From the listing below, report every line that contains the word "wine", copying each such line in full.

SOURCE DATA:
## begin
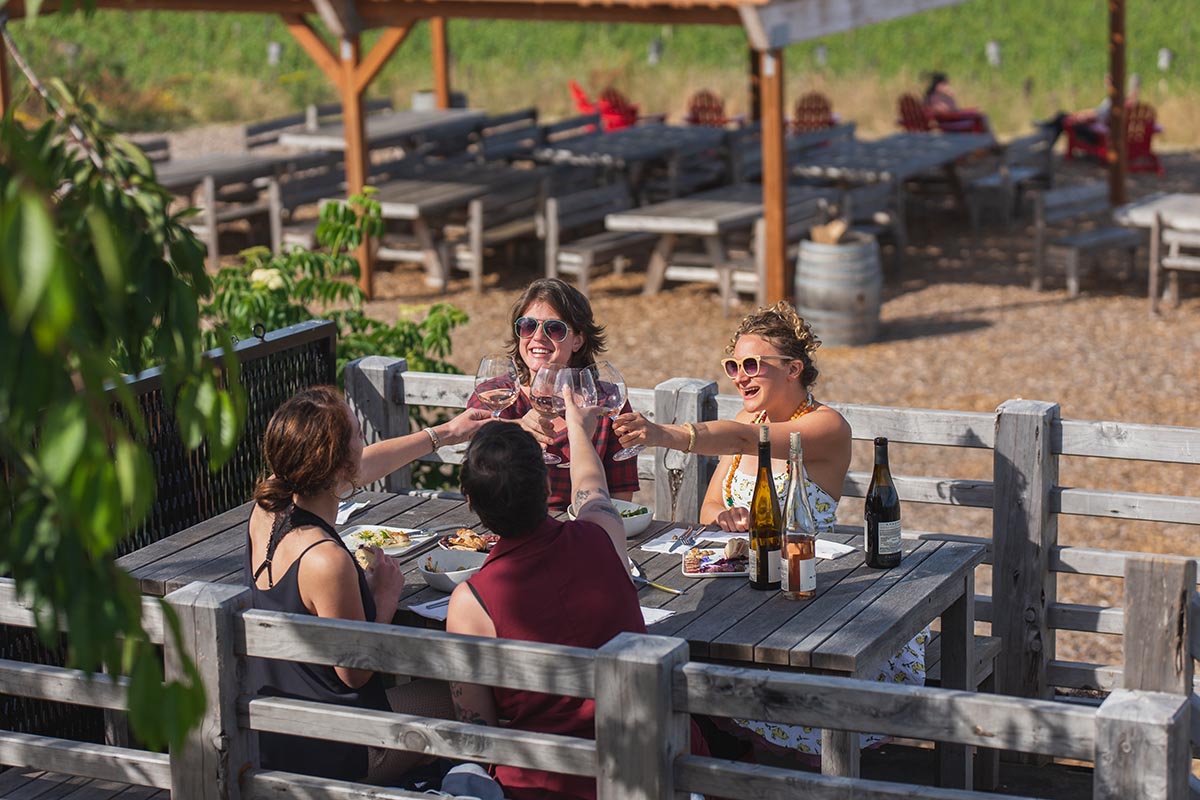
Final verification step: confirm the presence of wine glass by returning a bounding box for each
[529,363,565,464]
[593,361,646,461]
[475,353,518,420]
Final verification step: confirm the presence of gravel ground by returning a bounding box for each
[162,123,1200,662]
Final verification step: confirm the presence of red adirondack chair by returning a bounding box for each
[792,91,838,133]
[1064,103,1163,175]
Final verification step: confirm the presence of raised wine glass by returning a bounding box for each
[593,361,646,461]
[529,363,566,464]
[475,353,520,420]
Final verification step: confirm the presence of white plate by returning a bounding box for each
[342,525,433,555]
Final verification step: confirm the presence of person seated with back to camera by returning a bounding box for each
## end
## begin
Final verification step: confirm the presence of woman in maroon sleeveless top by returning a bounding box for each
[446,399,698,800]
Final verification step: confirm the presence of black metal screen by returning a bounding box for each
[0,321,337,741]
## end
## begin
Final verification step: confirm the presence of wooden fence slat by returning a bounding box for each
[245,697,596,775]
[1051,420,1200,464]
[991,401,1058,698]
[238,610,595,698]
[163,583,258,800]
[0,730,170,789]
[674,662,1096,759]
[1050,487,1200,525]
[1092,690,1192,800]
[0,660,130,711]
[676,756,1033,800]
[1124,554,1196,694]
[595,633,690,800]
## end
FINAL RESULT:
Final verification step: confirm the presence of wine glass by returning a bounding box for each
Final verification step: confirm the presence of raised wine glass by returning a bounding box for each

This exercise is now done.